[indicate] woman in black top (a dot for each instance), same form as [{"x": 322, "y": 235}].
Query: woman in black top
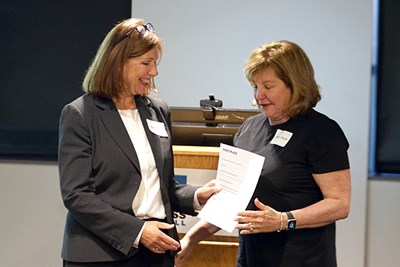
[{"x": 304, "y": 186}]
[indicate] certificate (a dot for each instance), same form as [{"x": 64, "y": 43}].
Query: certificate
[{"x": 237, "y": 175}]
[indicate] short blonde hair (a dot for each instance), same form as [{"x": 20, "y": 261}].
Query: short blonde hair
[
  {"x": 293, "y": 67},
  {"x": 104, "y": 76}
]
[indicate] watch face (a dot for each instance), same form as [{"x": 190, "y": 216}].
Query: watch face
[{"x": 291, "y": 224}]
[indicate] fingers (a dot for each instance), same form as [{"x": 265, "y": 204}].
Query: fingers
[{"x": 155, "y": 239}]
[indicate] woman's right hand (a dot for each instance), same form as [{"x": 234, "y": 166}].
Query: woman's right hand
[
  {"x": 156, "y": 240},
  {"x": 186, "y": 249}
]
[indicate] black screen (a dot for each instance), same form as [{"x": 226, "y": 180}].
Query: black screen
[{"x": 45, "y": 48}]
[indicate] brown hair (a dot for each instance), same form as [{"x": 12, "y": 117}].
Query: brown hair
[
  {"x": 104, "y": 76},
  {"x": 293, "y": 67}
]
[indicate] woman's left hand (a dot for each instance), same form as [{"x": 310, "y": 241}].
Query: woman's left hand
[
  {"x": 206, "y": 191},
  {"x": 258, "y": 221}
]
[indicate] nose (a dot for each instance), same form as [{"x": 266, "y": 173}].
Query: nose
[
  {"x": 153, "y": 71},
  {"x": 259, "y": 94}
]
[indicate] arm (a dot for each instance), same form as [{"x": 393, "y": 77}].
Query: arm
[{"x": 335, "y": 205}]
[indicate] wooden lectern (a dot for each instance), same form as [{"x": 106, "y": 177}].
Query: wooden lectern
[{"x": 217, "y": 251}]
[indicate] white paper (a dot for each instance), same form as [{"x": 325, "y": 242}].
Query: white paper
[{"x": 237, "y": 175}]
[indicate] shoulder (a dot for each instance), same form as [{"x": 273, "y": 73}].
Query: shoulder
[
  {"x": 321, "y": 122},
  {"x": 158, "y": 102},
  {"x": 323, "y": 129},
  {"x": 254, "y": 120}
]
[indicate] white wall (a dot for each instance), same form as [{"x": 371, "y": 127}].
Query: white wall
[
  {"x": 31, "y": 214},
  {"x": 206, "y": 43}
]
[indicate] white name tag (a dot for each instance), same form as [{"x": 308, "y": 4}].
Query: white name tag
[
  {"x": 281, "y": 138},
  {"x": 157, "y": 128}
]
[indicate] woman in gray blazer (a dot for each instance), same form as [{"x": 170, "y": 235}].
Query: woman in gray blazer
[{"x": 116, "y": 162}]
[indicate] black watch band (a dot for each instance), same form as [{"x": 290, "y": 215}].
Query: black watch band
[{"x": 291, "y": 224}]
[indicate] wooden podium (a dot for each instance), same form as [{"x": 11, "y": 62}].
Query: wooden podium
[{"x": 217, "y": 251}]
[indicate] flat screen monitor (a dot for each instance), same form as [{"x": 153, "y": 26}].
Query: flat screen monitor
[{"x": 206, "y": 126}]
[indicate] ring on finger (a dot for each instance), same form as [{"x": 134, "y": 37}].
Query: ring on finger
[{"x": 251, "y": 227}]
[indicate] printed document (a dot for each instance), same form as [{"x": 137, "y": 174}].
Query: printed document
[{"x": 237, "y": 175}]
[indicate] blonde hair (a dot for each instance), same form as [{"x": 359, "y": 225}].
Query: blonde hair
[
  {"x": 293, "y": 67},
  {"x": 104, "y": 76}
]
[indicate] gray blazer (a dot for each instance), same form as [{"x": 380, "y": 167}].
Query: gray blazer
[{"x": 100, "y": 175}]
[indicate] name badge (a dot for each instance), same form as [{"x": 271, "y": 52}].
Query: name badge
[
  {"x": 281, "y": 138},
  {"x": 157, "y": 128}
]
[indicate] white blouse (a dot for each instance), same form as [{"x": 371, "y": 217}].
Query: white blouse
[{"x": 147, "y": 202}]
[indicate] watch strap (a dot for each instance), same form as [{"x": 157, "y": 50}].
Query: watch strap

Brief
Please render every line of the data above as a Markdown table with columns "Row" and "Line", skipping blank lines. Omit the pictures.

Response
| Row | Line |
|---|---|
| 1 | [indicate] woman in black top (a dot for each instance), same form as [{"x": 322, "y": 235}]. |
| 2 | Query: woman in black top |
| 3 | [{"x": 304, "y": 186}] |
| 4 | [indicate] certificate (a dot for each instance), same form as [{"x": 64, "y": 43}]. |
| 5 | Query: certificate |
| 6 | [{"x": 237, "y": 175}] |
| 7 | [indicate] short blonde hair (a dot for each instance), same form as [{"x": 20, "y": 261}]. |
| 8 | Query: short blonde hair |
| 9 | [ |
| 10 |   {"x": 293, "y": 67}, |
| 11 |   {"x": 104, "y": 76} |
| 12 | ] |
| 13 | [indicate] watch face (a dot for each instance), same form as [{"x": 190, "y": 216}]. |
| 14 | Query: watch face |
| 15 | [{"x": 291, "y": 224}] |
| 16 | [indicate] fingers (a dot for each instance), same form as [{"x": 265, "y": 204}]. |
| 17 | Query: fingers |
| 18 | [{"x": 155, "y": 239}] |
| 19 | [indicate] woman's right hand (a dot for each instance), same form as [{"x": 234, "y": 166}]. |
| 20 | Query: woman's right hand |
| 21 | [ |
| 22 |   {"x": 156, "y": 240}, |
| 23 |   {"x": 186, "y": 249} |
| 24 | ] |
| 25 | [indicate] black screen (a dot for each instance), same form as [{"x": 226, "y": 180}]. |
| 26 | Query: black screen |
| 27 | [{"x": 45, "y": 48}] |
| 28 | [indicate] brown hair (a dot for each instance), same form as [{"x": 12, "y": 117}]. |
| 29 | Query: brown hair |
| 30 | [ |
| 31 |   {"x": 104, "y": 76}, |
| 32 |   {"x": 293, "y": 67} |
| 33 | ] |
| 34 | [indicate] woman's left hand (a dot for each instance), same form as [{"x": 310, "y": 241}]. |
| 35 | Query: woman's left hand |
| 36 | [ |
| 37 |   {"x": 206, "y": 191}, |
| 38 |   {"x": 258, "y": 221} |
| 39 | ] |
| 40 | [indicate] nose (a dot for each instance), same form as [{"x": 266, "y": 173}]. |
| 41 | Query: nose |
| 42 | [ |
| 43 |   {"x": 153, "y": 71}, |
| 44 |   {"x": 259, "y": 94} |
| 45 | ] |
| 46 | [indicate] arm (a dot for each instance), same form as [{"x": 393, "y": 77}]. |
| 47 | Query: arm |
| 48 | [{"x": 335, "y": 205}] |
| 49 | [indicate] wooden lectern (a dot for each instance), same form as [{"x": 106, "y": 177}]. |
| 50 | Query: wooden lectern |
| 51 | [{"x": 217, "y": 251}] |
| 52 | [indicate] white paper (a dot for each instance), same form as [{"x": 325, "y": 242}]. |
| 53 | Query: white paper |
| 54 | [{"x": 237, "y": 175}] |
| 55 | [indicate] shoulder (a dot for each instance), same form as [{"x": 273, "y": 73}]. |
| 56 | Query: shoulder |
| 57 | [ |
| 58 |   {"x": 321, "y": 122}, |
| 59 |   {"x": 158, "y": 102}, |
| 60 |   {"x": 323, "y": 129}, |
| 61 |   {"x": 254, "y": 120} |
| 62 | ] |
| 63 | [indicate] white wall (a dot for each instance), same form as [{"x": 371, "y": 127}]. |
| 64 | Query: white wall |
| 65 | [ |
| 66 |   {"x": 31, "y": 214}, |
| 67 |   {"x": 206, "y": 43} |
| 68 | ] |
| 69 | [indicate] white name tag (a dot for each instance), same form as [{"x": 308, "y": 4}]. |
| 70 | Query: white name tag |
| 71 | [ |
| 72 |   {"x": 281, "y": 138}, |
| 73 |   {"x": 157, "y": 128} |
| 74 | ] |
| 75 | [indicate] woman in gray blazer (a dot for each instance), same form as [{"x": 170, "y": 235}]. |
| 76 | Query: woman in gray blazer |
| 77 | [{"x": 116, "y": 162}] |
| 78 | [indicate] black watch band (a dot for each instance), same form as [{"x": 290, "y": 215}]. |
| 79 | Query: black watch band |
| 80 | [{"x": 291, "y": 224}] |
| 81 | [indicate] wooden podium (a dot for each instance), same form as [{"x": 11, "y": 62}]. |
| 82 | Query: wooden podium |
| 83 | [{"x": 217, "y": 251}] |
| 84 | [indicate] flat screen monitor (a dot for each instance), same form as [{"x": 153, "y": 26}]. |
| 85 | Query: flat screen monitor |
| 86 | [{"x": 206, "y": 126}] |
| 87 | [indicate] ring on finger (a dot for each instance), same form as [{"x": 134, "y": 37}]. |
| 88 | Query: ring on finger |
| 89 | [{"x": 251, "y": 227}] |
| 90 | [indicate] printed document (a dot for each instance), same form as [{"x": 137, "y": 174}]. |
| 91 | Query: printed document |
| 92 | [{"x": 237, "y": 175}] |
| 93 | [indicate] blonde hair (a dot for each instance), same form as [{"x": 359, "y": 225}]. |
| 94 | Query: blonde hair |
| 95 | [ |
| 96 |   {"x": 293, "y": 67}, |
| 97 |   {"x": 104, "y": 76} |
| 98 | ] |
| 99 | [indicate] gray blazer (a dot for each instance), same form as [{"x": 380, "y": 167}]. |
| 100 | Query: gray blazer |
| 101 | [{"x": 100, "y": 175}] |
| 102 | [indicate] name badge (a dot for each instance), same form as [{"x": 271, "y": 52}]. |
| 103 | Query: name badge |
| 104 | [ |
| 105 |   {"x": 281, "y": 138}, |
| 106 |   {"x": 157, "y": 128} |
| 107 | ] |
| 108 | [indicate] white blouse (a dot for each instance), same form as [{"x": 371, "y": 217}]. |
| 109 | Query: white blouse |
| 110 | [{"x": 147, "y": 202}] |
| 111 | [indicate] watch strap (a dot for each instance), same form as [{"x": 157, "y": 50}]. |
| 112 | Query: watch strap |